**EXERCISE BRIEF**
Please show every line of the records below that contains the word "building". Case counts.

— START EXTRACTED MATERIAL —

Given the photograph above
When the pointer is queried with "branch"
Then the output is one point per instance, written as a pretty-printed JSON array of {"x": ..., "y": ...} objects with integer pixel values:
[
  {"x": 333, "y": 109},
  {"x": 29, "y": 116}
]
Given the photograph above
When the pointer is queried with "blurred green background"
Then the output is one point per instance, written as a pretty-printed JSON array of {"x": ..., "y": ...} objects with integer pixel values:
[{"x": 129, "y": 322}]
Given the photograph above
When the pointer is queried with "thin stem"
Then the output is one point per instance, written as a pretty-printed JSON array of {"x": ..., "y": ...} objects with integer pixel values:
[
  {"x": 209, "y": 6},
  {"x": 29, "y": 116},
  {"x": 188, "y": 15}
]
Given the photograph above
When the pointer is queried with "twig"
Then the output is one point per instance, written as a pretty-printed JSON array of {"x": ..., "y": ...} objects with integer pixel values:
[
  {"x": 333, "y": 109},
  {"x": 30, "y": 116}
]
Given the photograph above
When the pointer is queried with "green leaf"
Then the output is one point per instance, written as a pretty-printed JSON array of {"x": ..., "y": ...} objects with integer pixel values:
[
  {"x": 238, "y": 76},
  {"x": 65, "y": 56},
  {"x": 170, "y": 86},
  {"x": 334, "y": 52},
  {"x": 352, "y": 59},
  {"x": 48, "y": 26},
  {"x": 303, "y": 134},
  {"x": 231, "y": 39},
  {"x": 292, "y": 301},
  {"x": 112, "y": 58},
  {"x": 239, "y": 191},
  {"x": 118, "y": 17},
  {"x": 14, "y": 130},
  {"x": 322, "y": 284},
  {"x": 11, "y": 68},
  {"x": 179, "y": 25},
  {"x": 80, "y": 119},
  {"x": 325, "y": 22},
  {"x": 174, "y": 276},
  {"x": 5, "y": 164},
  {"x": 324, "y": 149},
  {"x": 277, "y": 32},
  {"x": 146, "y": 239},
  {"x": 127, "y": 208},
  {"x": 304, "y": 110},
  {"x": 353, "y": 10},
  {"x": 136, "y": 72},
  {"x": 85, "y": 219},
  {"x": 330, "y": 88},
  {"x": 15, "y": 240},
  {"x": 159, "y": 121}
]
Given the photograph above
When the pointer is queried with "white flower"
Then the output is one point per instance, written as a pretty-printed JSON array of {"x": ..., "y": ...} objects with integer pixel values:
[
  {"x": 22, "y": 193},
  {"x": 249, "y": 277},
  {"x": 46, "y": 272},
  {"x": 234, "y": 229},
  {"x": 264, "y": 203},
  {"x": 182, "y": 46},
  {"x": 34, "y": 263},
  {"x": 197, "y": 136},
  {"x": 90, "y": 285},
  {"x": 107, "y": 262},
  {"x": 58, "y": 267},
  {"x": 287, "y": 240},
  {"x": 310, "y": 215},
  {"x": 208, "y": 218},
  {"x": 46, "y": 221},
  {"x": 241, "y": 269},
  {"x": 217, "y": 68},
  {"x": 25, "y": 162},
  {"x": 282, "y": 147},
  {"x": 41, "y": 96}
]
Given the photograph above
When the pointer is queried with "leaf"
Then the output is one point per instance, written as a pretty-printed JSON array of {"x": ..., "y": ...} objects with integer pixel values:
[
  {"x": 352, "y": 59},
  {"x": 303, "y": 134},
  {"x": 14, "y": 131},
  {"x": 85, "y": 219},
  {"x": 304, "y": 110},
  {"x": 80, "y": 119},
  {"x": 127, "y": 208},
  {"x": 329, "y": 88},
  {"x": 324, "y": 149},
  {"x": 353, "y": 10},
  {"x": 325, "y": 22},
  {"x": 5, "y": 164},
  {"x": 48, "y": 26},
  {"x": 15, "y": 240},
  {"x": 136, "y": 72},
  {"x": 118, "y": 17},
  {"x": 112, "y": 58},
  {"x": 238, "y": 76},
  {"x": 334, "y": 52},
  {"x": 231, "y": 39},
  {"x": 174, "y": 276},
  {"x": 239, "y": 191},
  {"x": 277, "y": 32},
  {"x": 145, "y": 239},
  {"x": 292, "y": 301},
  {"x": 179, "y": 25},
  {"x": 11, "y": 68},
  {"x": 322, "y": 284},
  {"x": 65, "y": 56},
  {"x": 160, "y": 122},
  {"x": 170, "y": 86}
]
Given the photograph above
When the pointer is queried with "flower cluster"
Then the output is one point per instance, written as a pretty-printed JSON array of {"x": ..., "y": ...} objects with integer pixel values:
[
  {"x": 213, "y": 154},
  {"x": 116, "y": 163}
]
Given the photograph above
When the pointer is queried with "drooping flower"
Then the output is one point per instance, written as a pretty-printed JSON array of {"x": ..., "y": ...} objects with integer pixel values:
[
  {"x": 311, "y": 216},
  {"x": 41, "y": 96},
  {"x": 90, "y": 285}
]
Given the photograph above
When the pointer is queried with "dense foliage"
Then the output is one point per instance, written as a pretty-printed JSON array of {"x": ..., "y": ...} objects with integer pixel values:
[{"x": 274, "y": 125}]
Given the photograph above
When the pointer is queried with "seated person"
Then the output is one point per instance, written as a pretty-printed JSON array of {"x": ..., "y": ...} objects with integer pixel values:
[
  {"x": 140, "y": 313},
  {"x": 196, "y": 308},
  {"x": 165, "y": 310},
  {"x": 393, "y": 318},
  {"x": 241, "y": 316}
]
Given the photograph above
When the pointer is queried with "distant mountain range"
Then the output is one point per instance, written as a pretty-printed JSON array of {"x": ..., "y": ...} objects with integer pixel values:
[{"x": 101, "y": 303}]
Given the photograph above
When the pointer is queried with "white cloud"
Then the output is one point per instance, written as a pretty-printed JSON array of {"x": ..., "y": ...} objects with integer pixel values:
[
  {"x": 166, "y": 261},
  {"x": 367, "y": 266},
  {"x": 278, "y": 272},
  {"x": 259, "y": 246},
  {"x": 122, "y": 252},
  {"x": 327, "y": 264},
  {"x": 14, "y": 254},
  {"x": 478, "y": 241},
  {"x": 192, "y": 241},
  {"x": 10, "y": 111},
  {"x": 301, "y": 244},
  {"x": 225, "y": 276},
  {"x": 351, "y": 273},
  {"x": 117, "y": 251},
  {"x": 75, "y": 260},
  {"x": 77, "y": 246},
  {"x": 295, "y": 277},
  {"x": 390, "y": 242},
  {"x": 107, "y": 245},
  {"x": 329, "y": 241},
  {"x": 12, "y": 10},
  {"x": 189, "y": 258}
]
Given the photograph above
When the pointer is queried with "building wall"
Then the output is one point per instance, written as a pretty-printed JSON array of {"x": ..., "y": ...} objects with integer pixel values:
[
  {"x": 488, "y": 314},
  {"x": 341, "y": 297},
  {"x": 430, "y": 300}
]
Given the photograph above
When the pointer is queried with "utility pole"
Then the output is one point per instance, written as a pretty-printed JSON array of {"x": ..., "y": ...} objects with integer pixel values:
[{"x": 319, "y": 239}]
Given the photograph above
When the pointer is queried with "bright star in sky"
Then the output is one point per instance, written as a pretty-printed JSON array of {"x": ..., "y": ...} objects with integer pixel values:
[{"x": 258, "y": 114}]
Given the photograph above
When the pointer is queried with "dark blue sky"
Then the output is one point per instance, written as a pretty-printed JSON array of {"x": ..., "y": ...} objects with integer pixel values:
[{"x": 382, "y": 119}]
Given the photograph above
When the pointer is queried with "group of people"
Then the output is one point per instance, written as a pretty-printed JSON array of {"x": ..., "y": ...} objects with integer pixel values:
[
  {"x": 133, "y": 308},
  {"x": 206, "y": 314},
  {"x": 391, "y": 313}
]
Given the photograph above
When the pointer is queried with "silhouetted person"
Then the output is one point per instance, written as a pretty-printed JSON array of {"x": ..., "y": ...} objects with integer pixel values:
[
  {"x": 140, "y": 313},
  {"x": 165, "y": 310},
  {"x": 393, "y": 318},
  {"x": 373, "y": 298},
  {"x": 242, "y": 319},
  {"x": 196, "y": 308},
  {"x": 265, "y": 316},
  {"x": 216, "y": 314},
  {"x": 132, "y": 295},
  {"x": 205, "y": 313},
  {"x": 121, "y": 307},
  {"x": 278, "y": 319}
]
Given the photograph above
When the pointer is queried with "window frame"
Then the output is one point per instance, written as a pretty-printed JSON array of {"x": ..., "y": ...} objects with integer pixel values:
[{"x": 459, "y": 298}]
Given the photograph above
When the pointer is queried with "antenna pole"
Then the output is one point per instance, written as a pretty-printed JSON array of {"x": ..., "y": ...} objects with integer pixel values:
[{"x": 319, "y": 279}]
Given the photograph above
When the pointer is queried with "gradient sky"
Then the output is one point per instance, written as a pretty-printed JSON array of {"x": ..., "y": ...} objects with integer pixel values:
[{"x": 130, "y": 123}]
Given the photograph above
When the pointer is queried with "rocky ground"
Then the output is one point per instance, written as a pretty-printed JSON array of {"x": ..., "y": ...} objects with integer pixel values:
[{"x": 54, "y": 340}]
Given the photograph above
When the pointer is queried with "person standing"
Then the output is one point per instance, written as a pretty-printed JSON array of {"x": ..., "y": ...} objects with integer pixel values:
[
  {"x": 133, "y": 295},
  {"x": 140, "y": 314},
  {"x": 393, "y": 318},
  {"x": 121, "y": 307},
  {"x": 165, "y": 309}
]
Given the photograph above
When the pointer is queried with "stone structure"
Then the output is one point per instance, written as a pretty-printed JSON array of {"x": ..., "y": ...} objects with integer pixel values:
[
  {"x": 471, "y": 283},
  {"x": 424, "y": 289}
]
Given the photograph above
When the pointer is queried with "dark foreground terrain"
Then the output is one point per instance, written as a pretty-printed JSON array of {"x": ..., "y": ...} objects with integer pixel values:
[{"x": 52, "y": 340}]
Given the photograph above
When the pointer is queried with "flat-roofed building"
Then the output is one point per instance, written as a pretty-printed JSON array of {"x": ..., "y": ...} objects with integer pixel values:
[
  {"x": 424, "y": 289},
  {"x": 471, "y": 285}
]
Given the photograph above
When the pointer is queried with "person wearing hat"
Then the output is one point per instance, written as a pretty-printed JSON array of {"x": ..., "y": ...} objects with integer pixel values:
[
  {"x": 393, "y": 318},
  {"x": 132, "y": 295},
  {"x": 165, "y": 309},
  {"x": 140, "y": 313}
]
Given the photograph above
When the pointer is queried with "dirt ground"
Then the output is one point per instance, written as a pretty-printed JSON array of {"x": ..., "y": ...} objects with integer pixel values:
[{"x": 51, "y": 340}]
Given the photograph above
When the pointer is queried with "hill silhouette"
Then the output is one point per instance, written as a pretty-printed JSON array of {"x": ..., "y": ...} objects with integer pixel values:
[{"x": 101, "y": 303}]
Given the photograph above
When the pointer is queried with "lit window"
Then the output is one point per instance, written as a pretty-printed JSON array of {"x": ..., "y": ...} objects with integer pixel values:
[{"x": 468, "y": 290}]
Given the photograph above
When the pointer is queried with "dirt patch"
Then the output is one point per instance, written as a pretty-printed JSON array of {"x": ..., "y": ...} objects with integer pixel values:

— END EXTRACTED MATERIAL —

**RESULT OF THIS TASK**
When the pointer is queried with "building wall"
When the pointer is queried with "flat-roofed building"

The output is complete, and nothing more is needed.